## Task to complete
Pick out each line of the material below that contains the word "plank", and copy those lines.
□ □ □ □ □
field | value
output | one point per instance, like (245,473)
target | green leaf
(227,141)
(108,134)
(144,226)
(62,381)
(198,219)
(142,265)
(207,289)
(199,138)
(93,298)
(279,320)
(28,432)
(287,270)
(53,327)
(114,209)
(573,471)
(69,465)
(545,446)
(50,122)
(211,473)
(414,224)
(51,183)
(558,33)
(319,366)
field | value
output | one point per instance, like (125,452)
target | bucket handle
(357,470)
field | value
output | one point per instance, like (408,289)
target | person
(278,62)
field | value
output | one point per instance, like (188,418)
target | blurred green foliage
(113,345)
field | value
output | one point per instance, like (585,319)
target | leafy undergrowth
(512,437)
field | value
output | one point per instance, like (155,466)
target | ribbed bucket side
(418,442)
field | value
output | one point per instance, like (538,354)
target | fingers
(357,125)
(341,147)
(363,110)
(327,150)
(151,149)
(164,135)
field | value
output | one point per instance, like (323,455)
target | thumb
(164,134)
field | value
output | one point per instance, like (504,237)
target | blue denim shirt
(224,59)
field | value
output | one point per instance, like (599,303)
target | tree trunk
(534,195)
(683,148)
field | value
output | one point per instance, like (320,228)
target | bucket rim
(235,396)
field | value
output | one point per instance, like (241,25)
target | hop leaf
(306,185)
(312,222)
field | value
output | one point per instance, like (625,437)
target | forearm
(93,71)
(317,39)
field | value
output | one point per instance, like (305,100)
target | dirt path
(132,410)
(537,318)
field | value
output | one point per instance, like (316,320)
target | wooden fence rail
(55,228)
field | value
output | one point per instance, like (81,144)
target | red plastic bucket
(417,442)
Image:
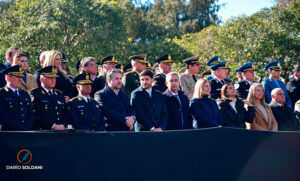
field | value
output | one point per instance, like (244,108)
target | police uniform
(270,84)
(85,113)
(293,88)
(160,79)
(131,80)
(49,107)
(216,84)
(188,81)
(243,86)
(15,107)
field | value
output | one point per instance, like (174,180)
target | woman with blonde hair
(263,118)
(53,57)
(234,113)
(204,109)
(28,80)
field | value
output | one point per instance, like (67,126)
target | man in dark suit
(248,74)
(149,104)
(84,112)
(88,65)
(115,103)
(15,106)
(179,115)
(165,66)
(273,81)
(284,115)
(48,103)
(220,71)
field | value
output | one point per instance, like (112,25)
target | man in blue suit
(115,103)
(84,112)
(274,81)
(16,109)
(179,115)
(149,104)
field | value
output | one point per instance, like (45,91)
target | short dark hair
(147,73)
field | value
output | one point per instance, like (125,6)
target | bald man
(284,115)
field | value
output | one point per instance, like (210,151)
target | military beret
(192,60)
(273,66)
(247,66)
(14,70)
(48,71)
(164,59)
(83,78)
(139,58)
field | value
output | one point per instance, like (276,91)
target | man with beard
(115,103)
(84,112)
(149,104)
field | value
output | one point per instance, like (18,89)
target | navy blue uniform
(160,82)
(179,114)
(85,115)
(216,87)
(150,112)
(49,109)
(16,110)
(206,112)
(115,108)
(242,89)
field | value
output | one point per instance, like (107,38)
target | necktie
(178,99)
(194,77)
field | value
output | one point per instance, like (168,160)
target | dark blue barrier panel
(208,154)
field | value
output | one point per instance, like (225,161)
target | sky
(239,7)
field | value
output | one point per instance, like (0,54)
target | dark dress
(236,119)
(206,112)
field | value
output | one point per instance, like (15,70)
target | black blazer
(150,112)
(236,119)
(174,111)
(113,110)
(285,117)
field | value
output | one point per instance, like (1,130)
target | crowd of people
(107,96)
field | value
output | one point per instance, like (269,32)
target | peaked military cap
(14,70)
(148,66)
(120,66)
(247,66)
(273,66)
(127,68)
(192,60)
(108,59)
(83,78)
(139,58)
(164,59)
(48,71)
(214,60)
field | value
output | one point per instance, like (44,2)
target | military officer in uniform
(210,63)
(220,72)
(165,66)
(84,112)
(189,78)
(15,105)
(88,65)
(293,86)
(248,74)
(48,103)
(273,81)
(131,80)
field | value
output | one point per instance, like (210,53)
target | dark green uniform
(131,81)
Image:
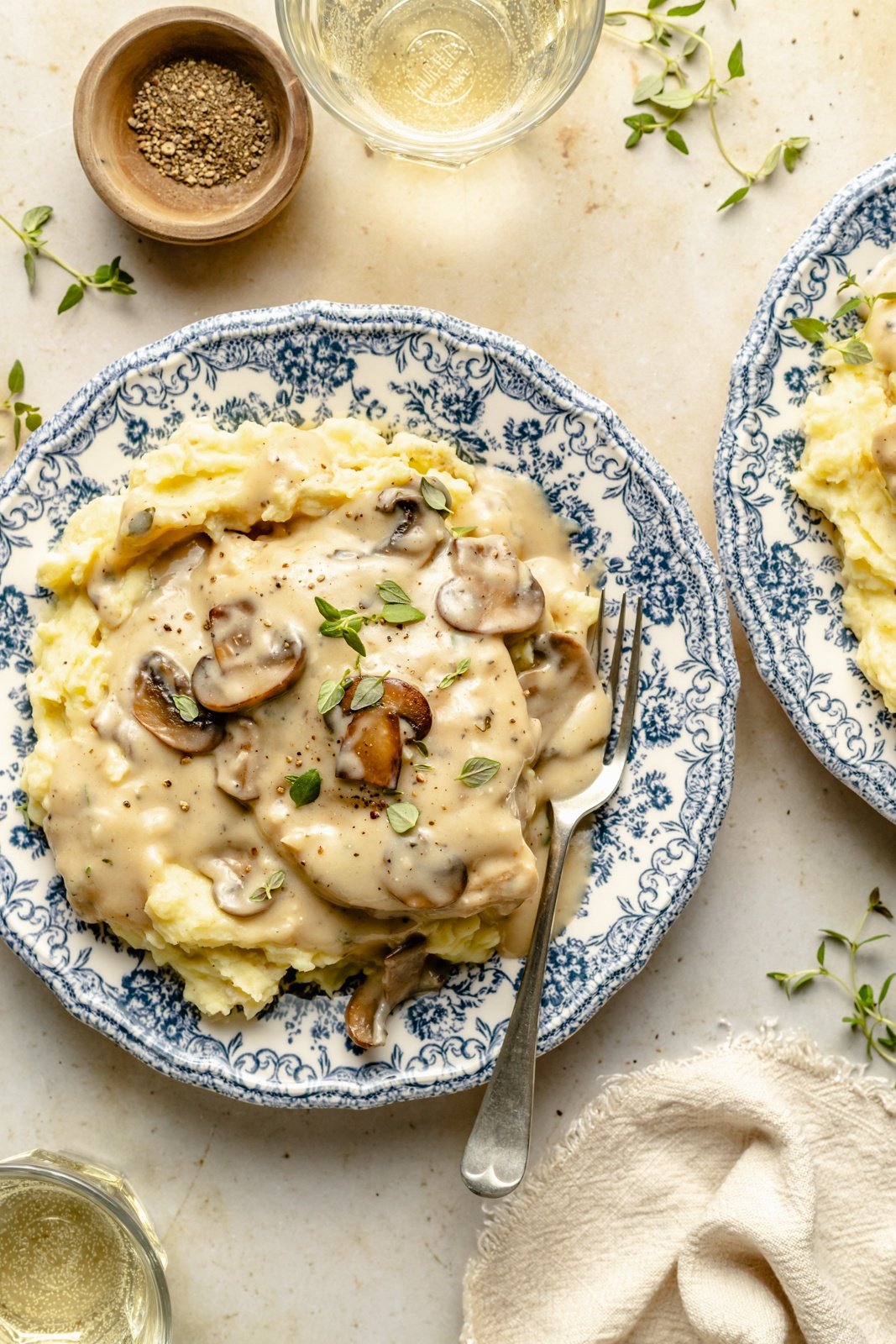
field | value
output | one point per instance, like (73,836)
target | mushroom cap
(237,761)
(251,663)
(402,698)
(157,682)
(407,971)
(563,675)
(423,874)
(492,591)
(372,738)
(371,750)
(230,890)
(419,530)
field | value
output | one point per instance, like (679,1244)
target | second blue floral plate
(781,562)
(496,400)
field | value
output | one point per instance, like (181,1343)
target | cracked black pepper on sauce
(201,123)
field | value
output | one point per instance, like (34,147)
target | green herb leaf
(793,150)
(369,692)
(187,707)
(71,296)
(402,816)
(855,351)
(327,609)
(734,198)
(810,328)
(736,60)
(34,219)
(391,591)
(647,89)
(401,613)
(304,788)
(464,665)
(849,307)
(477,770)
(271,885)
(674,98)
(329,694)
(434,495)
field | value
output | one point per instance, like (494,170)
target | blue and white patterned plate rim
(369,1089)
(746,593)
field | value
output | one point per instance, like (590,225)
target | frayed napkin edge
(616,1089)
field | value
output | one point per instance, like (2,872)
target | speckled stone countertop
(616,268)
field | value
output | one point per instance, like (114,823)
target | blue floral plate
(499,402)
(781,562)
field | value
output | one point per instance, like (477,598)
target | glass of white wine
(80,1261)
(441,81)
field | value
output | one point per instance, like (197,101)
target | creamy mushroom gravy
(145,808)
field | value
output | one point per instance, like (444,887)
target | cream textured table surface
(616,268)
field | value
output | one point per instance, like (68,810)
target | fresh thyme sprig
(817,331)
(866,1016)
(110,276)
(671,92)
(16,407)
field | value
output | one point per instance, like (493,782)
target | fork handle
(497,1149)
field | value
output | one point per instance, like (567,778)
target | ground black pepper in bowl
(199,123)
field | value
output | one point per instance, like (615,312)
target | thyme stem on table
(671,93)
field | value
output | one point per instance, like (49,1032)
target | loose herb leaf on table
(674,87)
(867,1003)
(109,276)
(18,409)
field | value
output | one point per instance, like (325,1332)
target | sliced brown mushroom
□ □ □ □ □
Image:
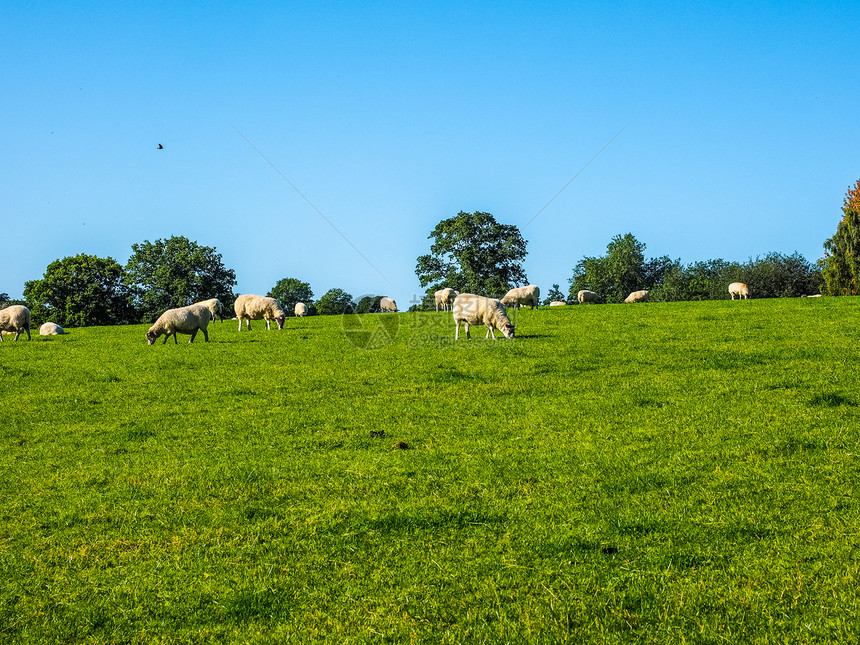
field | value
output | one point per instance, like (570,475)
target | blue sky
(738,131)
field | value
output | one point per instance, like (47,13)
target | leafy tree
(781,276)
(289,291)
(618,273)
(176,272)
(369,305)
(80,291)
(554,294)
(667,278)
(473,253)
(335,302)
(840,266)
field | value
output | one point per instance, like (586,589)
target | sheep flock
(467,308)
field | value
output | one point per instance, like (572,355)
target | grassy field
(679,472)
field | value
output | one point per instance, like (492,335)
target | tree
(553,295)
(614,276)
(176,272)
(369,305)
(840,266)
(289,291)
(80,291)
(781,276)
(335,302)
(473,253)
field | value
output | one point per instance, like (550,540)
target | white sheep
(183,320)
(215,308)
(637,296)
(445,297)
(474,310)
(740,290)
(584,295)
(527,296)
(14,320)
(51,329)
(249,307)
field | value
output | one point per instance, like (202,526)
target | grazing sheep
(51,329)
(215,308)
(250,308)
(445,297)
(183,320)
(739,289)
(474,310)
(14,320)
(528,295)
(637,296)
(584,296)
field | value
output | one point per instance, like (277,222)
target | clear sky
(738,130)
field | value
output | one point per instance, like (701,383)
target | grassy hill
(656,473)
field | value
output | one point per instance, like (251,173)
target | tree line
□ □ □ □ □
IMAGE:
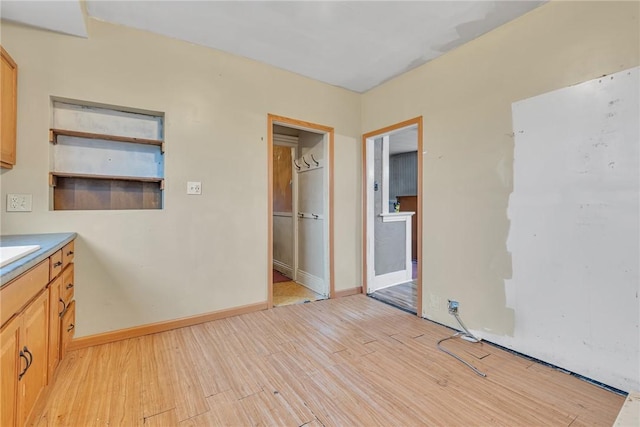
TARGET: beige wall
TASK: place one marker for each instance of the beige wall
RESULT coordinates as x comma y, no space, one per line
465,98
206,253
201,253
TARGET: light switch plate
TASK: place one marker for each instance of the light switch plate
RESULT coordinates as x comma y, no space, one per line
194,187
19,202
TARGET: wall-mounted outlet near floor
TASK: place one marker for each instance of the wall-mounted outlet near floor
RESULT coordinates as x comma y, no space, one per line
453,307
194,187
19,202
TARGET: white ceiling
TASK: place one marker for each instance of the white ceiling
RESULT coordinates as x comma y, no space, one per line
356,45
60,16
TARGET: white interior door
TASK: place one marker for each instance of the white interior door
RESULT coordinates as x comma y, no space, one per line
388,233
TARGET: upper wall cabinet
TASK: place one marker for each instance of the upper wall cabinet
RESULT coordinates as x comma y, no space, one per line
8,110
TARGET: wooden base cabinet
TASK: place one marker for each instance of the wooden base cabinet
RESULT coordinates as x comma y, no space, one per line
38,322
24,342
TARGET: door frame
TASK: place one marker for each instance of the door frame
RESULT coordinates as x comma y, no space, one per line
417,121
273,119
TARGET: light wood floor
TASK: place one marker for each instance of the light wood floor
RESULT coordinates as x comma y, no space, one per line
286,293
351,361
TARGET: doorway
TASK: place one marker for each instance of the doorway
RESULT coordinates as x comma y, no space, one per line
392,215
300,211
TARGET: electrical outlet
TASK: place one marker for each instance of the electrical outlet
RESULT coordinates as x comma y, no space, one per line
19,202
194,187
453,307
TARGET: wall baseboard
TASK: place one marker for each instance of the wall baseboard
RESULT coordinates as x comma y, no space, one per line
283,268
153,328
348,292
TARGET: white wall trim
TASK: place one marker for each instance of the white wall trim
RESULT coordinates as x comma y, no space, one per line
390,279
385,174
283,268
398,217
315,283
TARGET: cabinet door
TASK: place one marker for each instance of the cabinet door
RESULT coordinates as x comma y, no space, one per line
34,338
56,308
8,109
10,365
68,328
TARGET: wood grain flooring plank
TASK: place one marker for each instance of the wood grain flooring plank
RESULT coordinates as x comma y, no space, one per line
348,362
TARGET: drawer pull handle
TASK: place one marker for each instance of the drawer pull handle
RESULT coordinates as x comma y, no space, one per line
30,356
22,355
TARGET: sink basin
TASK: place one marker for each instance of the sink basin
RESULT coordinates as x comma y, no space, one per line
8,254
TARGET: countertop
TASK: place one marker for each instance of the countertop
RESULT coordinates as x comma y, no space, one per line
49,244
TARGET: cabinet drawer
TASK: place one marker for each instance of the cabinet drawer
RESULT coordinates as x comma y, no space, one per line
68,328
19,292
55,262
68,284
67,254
□ □ □ □ □
## Correct output
TARGET: wood grain flooring plank
TASK: place one marker for each instance of the wood grain flooring plank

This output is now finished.